● Exercise aim
Leave out the pictures and retype exactly the lines from the line with "Practice step: locate the food" through the end of the listing below.
--*--
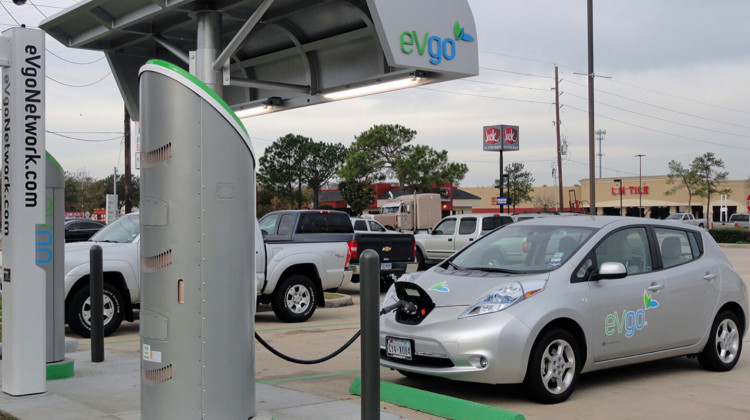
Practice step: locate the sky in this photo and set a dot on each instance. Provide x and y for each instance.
(675, 84)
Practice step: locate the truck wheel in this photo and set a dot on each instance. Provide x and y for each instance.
(78, 311)
(294, 300)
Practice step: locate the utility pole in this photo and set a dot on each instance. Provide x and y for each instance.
(600, 136)
(592, 146)
(128, 204)
(557, 129)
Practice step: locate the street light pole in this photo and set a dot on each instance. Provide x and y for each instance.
(640, 186)
(619, 192)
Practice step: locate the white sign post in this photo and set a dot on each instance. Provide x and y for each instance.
(26, 240)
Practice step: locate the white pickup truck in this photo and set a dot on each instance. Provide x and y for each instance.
(738, 220)
(687, 218)
(290, 276)
(453, 233)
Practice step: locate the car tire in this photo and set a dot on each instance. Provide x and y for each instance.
(78, 311)
(420, 261)
(724, 345)
(295, 299)
(553, 369)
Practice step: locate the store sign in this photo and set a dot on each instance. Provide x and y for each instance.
(633, 190)
(500, 138)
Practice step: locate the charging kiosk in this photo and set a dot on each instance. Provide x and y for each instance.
(197, 251)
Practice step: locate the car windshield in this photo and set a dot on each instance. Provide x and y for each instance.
(523, 248)
(123, 230)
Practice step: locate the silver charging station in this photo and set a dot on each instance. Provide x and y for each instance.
(197, 251)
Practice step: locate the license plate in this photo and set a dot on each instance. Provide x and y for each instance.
(398, 348)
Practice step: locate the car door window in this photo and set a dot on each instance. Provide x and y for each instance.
(268, 224)
(627, 246)
(375, 227)
(674, 246)
(467, 226)
(446, 227)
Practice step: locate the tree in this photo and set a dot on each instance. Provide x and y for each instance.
(686, 177)
(357, 193)
(322, 162)
(384, 152)
(82, 192)
(281, 168)
(106, 186)
(520, 184)
(709, 177)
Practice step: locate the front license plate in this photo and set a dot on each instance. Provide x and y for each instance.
(398, 348)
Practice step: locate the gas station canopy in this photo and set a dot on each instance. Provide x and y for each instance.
(269, 55)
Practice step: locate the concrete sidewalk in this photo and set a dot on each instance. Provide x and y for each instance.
(111, 390)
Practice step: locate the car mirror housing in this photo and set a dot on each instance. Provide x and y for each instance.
(610, 271)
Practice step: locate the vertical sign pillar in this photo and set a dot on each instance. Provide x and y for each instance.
(26, 242)
(197, 247)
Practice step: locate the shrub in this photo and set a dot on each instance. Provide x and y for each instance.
(730, 235)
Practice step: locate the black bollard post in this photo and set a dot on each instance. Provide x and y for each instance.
(369, 290)
(96, 296)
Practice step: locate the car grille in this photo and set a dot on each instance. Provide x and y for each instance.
(419, 361)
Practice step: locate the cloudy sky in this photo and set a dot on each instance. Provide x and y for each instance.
(677, 85)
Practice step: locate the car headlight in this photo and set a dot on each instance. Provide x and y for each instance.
(496, 300)
(390, 298)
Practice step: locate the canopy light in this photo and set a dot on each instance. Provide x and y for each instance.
(376, 88)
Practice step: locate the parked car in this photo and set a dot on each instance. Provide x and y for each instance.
(77, 230)
(542, 301)
(369, 225)
(737, 220)
(290, 276)
(686, 218)
(453, 233)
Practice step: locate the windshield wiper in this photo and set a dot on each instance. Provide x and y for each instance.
(493, 270)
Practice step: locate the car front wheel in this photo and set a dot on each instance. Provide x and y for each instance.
(78, 312)
(295, 299)
(552, 373)
(724, 344)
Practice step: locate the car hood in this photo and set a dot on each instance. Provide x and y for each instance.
(77, 253)
(447, 287)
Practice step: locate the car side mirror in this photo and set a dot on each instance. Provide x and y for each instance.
(610, 271)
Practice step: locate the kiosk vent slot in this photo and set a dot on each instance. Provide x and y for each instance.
(157, 156)
(157, 262)
(157, 376)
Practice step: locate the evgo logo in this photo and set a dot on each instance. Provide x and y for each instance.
(438, 48)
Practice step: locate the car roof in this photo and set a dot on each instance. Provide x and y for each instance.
(600, 222)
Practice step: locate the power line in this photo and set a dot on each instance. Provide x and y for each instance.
(661, 107)
(663, 119)
(90, 84)
(702, 141)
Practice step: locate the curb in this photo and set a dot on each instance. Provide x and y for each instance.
(436, 404)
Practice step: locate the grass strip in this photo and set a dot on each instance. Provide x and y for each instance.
(436, 404)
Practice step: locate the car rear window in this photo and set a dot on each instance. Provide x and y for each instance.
(324, 223)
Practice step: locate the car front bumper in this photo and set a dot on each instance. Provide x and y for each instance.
(453, 348)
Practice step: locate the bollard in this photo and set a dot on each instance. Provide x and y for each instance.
(369, 291)
(96, 297)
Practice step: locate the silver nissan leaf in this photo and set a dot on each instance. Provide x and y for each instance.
(540, 301)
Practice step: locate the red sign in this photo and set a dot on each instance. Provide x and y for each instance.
(491, 135)
(510, 135)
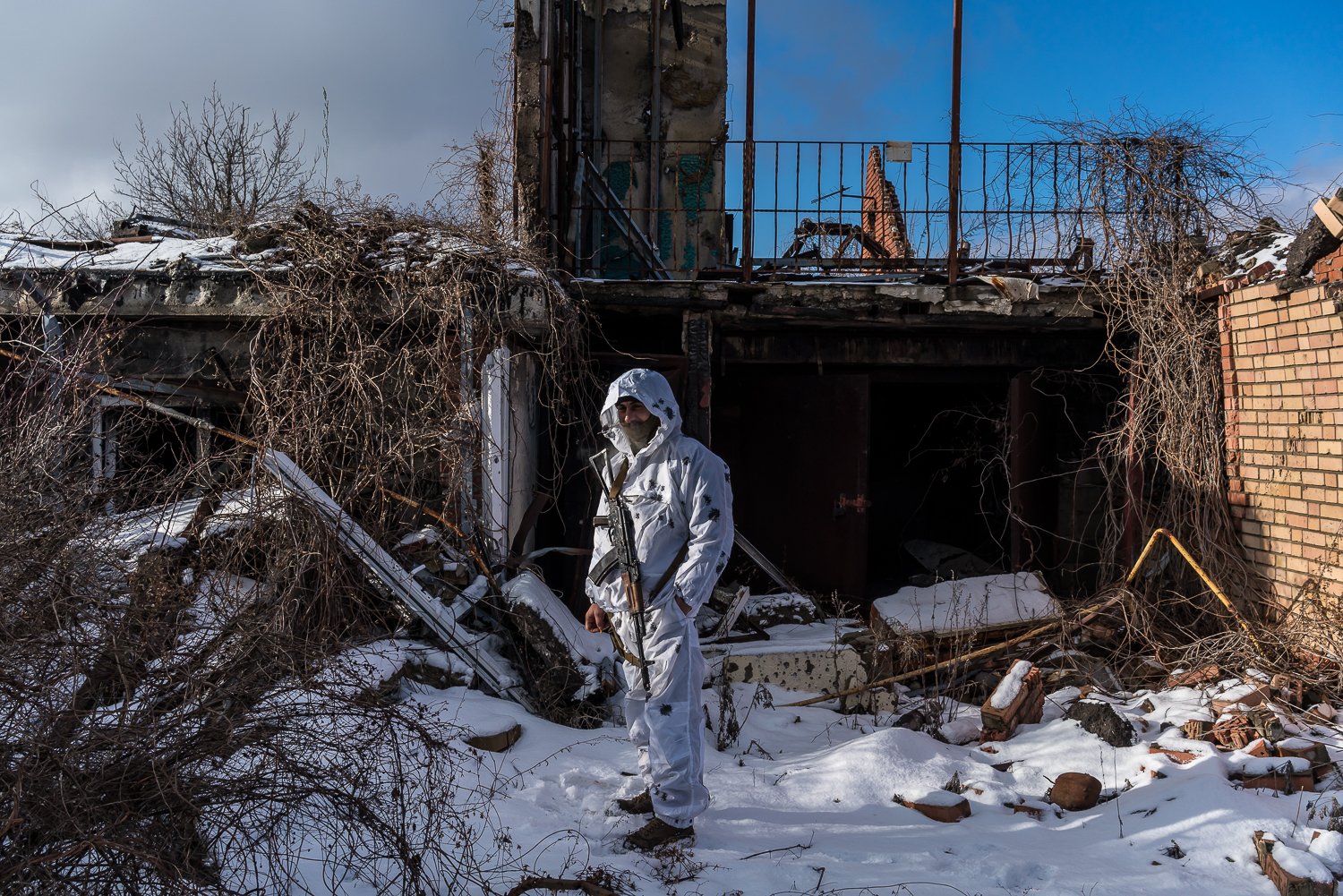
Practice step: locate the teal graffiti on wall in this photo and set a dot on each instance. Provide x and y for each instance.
(695, 190)
(614, 258)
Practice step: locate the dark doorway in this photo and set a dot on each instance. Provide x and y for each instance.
(937, 472)
(798, 449)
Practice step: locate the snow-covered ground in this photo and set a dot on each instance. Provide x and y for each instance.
(803, 804)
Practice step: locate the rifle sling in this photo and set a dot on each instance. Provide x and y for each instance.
(604, 565)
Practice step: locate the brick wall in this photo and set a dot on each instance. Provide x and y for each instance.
(881, 215)
(1283, 395)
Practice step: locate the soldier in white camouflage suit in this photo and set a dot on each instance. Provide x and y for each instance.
(680, 499)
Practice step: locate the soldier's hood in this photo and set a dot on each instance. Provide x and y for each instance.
(654, 391)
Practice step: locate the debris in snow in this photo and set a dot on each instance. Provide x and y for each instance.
(508, 734)
(1074, 791)
(1020, 699)
(1327, 845)
(1295, 872)
(1244, 695)
(1313, 243)
(1101, 721)
(945, 562)
(950, 608)
(566, 664)
(937, 804)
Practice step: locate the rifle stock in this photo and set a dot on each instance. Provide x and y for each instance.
(620, 527)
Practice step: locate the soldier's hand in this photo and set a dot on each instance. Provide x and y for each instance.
(595, 619)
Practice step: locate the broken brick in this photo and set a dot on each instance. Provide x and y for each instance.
(1287, 883)
(948, 810)
(1178, 756)
(1074, 790)
(1194, 678)
(1246, 697)
(1026, 705)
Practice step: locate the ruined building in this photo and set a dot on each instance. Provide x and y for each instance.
(797, 294)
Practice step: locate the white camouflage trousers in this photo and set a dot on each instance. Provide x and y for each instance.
(666, 726)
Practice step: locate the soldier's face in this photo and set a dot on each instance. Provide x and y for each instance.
(631, 411)
(637, 421)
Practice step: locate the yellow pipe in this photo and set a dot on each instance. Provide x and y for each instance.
(1193, 563)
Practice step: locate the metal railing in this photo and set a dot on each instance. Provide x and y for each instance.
(1023, 206)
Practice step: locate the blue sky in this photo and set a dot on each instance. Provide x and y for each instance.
(407, 77)
(881, 70)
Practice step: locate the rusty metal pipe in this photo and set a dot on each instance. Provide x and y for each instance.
(748, 150)
(954, 155)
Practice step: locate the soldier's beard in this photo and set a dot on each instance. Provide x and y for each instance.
(641, 434)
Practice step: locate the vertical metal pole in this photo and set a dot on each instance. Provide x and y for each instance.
(954, 153)
(748, 150)
(655, 128)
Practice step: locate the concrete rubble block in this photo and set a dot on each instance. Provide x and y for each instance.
(1286, 775)
(1101, 721)
(939, 805)
(494, 738)
(1289, 688)
(1321, 713)
(808, 659)
(1074, 791)
(1176, 755)
(1295, 872)
(1236, 731)
(1017, 700)
(1194, 678)
(1305, 748)
(1198, 729)
(1248, 695)
(1028, 809)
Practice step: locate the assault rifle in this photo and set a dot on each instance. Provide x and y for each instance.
(620, 525)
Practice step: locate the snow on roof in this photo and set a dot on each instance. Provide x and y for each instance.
(175, 255)
(967, 603)
(21, 252)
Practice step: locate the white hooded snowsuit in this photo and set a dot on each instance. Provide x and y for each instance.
(680, 496)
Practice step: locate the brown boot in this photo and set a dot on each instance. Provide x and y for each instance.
(657, 833)
(637, 805)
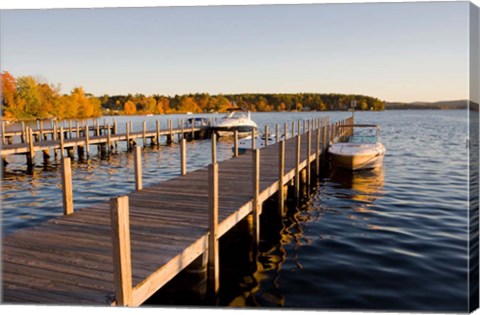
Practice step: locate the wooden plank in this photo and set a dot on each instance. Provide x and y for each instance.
(213, 244)
(281, 170)
(256, 192)
(183, 157)
(122, 264)
(67, 186)
(138, 168)
(235, 143)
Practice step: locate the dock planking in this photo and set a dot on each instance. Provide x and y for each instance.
(68, 260)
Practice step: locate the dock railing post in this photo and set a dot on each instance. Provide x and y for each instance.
(144, 135)
(256, 206)
(214, 148)
(87, 140)
(3, 133)
(170, 126)
(193, 129)
(235, 143)
(127, 130)
(138, 168)
(277, 133)
(23, 136)
(266, 136)
(121, 251)
(183, 157)
(157, 129)
(281, 170)
(31, 149)
(67, 186)
(317, 152)
(253, 138)
(309, 153)
(297, 167)
(182, 124)
(213, 244)
(98, 128)
(41, 130)
(62, 142)
(55, 131)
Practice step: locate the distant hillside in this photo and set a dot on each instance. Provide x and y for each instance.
(460, 104)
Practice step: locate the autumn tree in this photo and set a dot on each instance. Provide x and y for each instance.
(188, 104)
(9, 91)
(129, 108)
(28, 98)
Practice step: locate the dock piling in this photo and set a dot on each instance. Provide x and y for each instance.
(62, 143)
(213, 244)
(67, 186)
(138, 168)
(235, 143)
(297, 167)
(121, 251)
(183, 157)
(256, 204)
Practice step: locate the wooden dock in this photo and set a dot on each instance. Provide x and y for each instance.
(121, 252)
(106, 137)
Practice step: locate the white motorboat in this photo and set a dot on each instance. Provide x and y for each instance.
(245, 144)
(236, 120)
(362, 150)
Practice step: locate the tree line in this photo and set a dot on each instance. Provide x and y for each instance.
(204, 103)
(27, 98)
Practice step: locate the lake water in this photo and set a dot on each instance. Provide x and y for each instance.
(390, 239)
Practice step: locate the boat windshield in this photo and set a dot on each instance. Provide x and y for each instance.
(237, 115)
(364, 135)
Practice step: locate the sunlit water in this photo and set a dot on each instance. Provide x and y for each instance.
(390, 239)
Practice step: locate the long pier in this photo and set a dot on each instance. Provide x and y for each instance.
(122, 251)
(67, 139)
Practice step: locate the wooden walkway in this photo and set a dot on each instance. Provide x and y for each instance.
(68, 260)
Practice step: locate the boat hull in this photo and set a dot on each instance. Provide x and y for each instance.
(228, 131)
(356, 162)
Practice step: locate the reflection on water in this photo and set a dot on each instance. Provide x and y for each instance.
(394, 238)
(364, 185)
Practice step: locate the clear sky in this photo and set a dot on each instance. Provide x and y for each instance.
(393, 51)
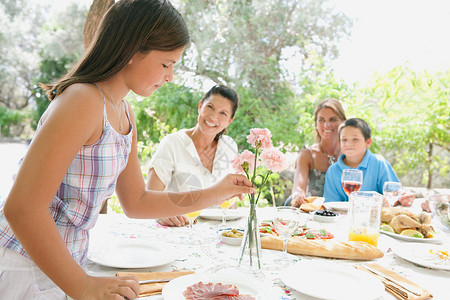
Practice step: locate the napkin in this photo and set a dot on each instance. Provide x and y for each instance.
(397, 292)
(312, 203)
(153, 288)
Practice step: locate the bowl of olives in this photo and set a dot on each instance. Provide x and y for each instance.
(231, 236)
(439, 204)
(324, 215)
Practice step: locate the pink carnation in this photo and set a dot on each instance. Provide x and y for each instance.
(260, 137)
(244, 161)
(273, 159)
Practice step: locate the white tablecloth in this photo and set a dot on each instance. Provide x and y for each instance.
(213, 256)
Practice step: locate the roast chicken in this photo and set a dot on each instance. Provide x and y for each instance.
(400, 218)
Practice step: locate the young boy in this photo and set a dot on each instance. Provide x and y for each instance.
(355, 139)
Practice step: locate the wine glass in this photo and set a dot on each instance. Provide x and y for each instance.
(391, 191)
(191, 218)
(351, 180)
(224, 206)
(286, 221)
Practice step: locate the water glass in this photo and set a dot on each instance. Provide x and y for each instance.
(365, 217)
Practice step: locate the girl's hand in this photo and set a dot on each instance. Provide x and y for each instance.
(121, 287)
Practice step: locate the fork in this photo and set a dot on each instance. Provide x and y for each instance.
(398, 293)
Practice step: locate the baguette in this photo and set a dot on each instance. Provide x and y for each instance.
(324, 248)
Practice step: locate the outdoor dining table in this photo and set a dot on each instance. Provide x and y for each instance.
(212, 255)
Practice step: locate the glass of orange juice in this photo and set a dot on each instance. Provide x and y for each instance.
(224, 206)
(365, 216)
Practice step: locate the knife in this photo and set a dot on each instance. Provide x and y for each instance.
(404, 285)
(154, 281)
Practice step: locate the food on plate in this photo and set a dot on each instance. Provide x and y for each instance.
(362, 235)
(202, 291)
(233, 233)
(412, 233)
(401, 219)
(324, 248)
(303, 231)
(386, 227)
(388, 213)
(312, 203)
(441, 255)
(325, 213)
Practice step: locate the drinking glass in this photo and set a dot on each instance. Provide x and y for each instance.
(365, 216)
(351, 180)
(286, 221)
(224, 206)
(191, 239)
(392, 190)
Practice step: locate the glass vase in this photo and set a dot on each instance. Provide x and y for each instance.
(250, 258)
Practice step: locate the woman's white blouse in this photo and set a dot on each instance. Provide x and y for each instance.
(178, 165)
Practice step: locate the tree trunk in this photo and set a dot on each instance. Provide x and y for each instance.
(96, 13)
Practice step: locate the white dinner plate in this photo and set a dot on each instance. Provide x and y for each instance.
(337, 205)
(327, 280)
(247, 285)
(432, 240)
(216, 214)
(423, 254)
(132, 254)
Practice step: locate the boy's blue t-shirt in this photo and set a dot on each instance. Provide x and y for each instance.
(376, 171)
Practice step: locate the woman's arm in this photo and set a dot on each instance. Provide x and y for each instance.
(303, 166)
(137, 202)
(72, 120)
(155, 184)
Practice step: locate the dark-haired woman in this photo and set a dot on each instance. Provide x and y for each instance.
(85, 147)
(195, 158)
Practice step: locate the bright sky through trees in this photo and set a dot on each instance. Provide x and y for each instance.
(385, 34)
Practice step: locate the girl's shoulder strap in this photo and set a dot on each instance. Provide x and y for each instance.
(104, 100)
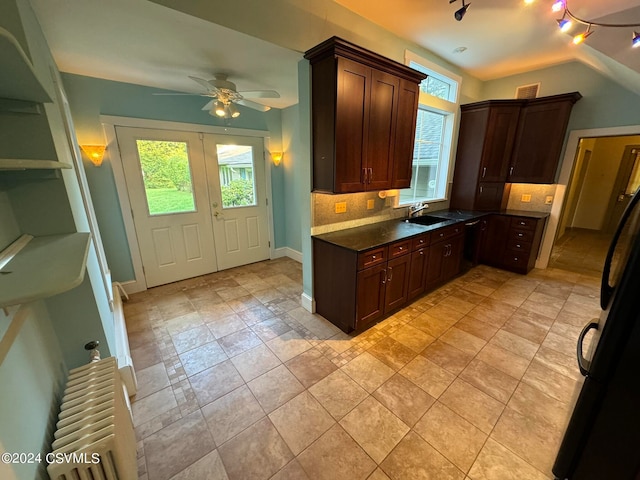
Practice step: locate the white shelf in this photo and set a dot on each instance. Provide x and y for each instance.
--*--
● Result below
Practice step: locate the food on plate in this photo and set a dot on each instance. Provide x and y for each instance.
(362, 235)
(202, 291)
(233, 233)
(412, 233)
(401, 219)
(324, 248)
(303, 231)
(386, 227)
(388, 213)
(312, 203)
(441, 255)
(325, 213)
Practice step: locate the drinking glass in this photo and set a dot on each instance. Provide x and y for each instance.
(365, 216)
(351, 180)
(286, 221)
(224, 206)
(191, 239)
(392, 190)
Practice step: locate the glass vase in this photo and set a dot on each instance. Provide x and y for each instance.
(250, 258)
Practice step: locate the woman's white blouse in this photo and set a dot on each instance. Provide x and y for each instance.
(178, 165)
Practice step: locate the tree trunk in this photo and set a dot on each instance. Provide x and y for each instance.
(96, 13)
Practice step: locate the white dinner plate in this photo and set a dot on each instance. Provide x and y for each instance.
(337, 205)
(327, 280)
(247, 285)
(432, 240)
(216, 214)
(423, 254)
(132, 254)
Practice step: locate the boy's blue t-shirt in this photo and set a dot on each instance. Provide x and y for each instance.
(376, 171)
Practice step: locate the woman's arm in this photo and set a dot on each instance. Provide x and y for each instance.
(303, 166)
(137, 202)
(72, 120)
(155, 184)
Practice step: locate the dark-haired woman in this photo and set a dot on each instance. Provide x and y for each instance.
(85, 147)
(195, 158)
Practice step: locate the bright sky through trees in this photo and set a dot on each instance. Provide x and y for each instance.
(385, 34)
Practice step: locate the girl's shoulder strap in this photo and set a dot on each instance. Provide x and y for each instance.
(104, 100)
Practice step: locate the white shelf in this photo and set a dot on each instance. Provide x and y for each instance.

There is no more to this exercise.